[Work required]
Keep the pictures out of the copy and print all the entries below exactly.

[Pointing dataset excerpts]

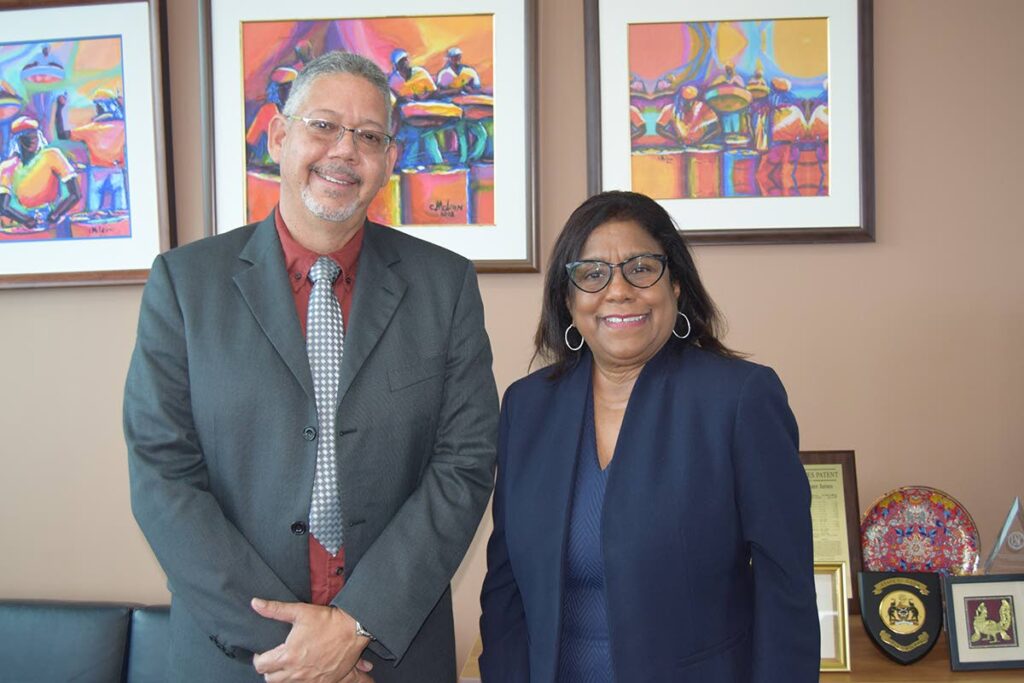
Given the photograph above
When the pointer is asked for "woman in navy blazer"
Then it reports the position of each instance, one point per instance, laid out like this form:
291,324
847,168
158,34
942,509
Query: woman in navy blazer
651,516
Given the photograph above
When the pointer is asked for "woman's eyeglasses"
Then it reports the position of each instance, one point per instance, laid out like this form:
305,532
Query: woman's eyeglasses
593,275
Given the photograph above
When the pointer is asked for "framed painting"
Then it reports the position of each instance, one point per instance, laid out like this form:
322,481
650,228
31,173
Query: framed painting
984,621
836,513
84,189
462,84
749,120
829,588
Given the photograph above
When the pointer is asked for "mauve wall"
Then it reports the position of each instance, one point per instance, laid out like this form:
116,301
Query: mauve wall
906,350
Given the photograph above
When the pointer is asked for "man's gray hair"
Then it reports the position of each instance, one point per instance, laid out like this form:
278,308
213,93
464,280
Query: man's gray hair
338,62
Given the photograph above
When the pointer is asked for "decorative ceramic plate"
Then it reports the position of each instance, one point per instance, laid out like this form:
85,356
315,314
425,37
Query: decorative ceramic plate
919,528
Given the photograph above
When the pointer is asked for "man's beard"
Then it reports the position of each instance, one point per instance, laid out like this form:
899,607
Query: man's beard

[Written response]
Given the photograph above
When the pointer is asked for "woman in navy blazer"
Then it reports the position of each instance, one point per instance, laid out like this form:
291,324
847,168
158,34
942,509
Query: woman in navy blazer
651,516
Given the photograph above
When the pointer is asked for "woman's eyeglasses"
Then it reports the position of each instance, one point per instance, laid out like this form:
305,532
Query: woman's eyeglasses
593,275
Given the photograph above
When the pointer is asked for "framed painting"
Then it reports the position of each instance, one point per instance, laid out like this form:
322,481
650,228
31,173
Query: framed painting
984,621
836,513
84,189
462,84
749,120
829,588
Given the photograph above
When the pointer is asked for "mauve wall"
Then it reports the position of each instance, one point per instance, laid out like this form:
116,301
Query: mauve wall
906,350
Given the photograph above
When the pointer is asked for "man's gray hair"
Then it reports the position of each instance, one point per instance, laid out like this form:
278,308
213,93
464,280
Query: man's gray hair
338,62
Given the photograph above
When the pointer is asked for "decorative ceramic plate"
Then it reports the position of each instance, one point per instance, laid out like this form:
85,356
315,314
425,37
Query: decorative ceramic plate
919,528
Given the photograph above
When the pointer is asked for "man's beard"
Then it reports the position of each instance, one point per instance, laid out like this form:
899,607
Query: man's beard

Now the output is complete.